→ Задания
a) Воспроизведите без изменений часть публикации о Бойсе начиная с «Писано, видимо, весной» и вниз до «бух. М., 1998).».
b) Когда, по предположению публикаторов, было написано письмо, представленное в публикации о Бойсе?
c) Перечислите все годы, указанные цифрами в публикации о Бойсе.

→ Выбранный отрывок
<Театр рисования. Бойс> (из письма Дж.Янечеку)
К 80-летию поэтаФото Мартина Валлаха, Кельн, 1989
Всеволод Некрасов
<Театр рисования. Бойс>
(из письма Дж.Янечеку)
Писано, видимо, весной 1990 г.; первая поездка Некрасова в Западную Европу (1989), о которой здесь говорится, вкратце обсуждается также в «Азарте нихтзайн-арта, или хронике немецко-моих отношений по порядку» (Некрасов Всеволод. Дойче бух. М., 1998).
Имя Бойса, как известно, упоминалось Некрасовым нередко и с уважением, в том числе и в стихах; однако одно из самых развернутых и принципиальных высказываний о Бойсе осталось, как мы понимаем, в пределах частного письма, выдержки из которого даны ниже.
Это письмо представляется важным еще и потому, что здесь речь идет о центральной для самого Некрасова идее антиномии искусства как процесса (процесса неостановимого — отсюда, например, бесконечные редакции произведения) и искусства как достигнутого результата, предполагающего возможность качественной оценки.
Публикуется по машинописи из архива автора.
Галина Зыкова, Елена Пенская
Дорогой Джерри!
Я виноват сильно, но нечаянно. Ваше последнее письмо наша почта везла около двух месяцев. Поэтому я решил дождаться лучше оказии <…>
Перехожу к эссенскому фестивалю.

→ Исходные данные
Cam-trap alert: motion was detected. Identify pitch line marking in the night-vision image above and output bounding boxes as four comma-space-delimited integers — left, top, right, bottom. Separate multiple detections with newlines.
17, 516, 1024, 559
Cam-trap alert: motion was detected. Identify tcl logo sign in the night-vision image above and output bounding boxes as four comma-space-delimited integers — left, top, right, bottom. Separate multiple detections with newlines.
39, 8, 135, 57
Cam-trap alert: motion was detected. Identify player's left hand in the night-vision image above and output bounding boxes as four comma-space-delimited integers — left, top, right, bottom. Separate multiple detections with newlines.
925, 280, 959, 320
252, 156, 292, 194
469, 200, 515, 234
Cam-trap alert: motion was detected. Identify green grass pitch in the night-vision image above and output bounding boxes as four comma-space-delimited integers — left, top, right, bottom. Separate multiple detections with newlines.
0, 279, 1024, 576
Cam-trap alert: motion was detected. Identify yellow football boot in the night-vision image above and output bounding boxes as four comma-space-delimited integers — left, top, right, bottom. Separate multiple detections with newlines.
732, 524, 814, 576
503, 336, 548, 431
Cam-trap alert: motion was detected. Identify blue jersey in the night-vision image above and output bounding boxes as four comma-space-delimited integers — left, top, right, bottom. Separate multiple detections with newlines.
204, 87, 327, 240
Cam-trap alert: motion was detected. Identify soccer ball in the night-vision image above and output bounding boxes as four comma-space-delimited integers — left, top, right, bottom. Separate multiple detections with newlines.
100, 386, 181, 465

→ Выполненное упражнение
a)
Писано, видимо, весной 1990 г.; первая поездка Некрасова в Западную Европу (1989), о которой здесь говорится, вкратце обсуждается также в «Азарте нихтзайн-арта, или хронике немецко-моих отношений по порядку» (Некрасов Всеволод. Дойче бух. М., 1998).

b) Видимо, весной 1990 года.

c) 1989, 1990, 1998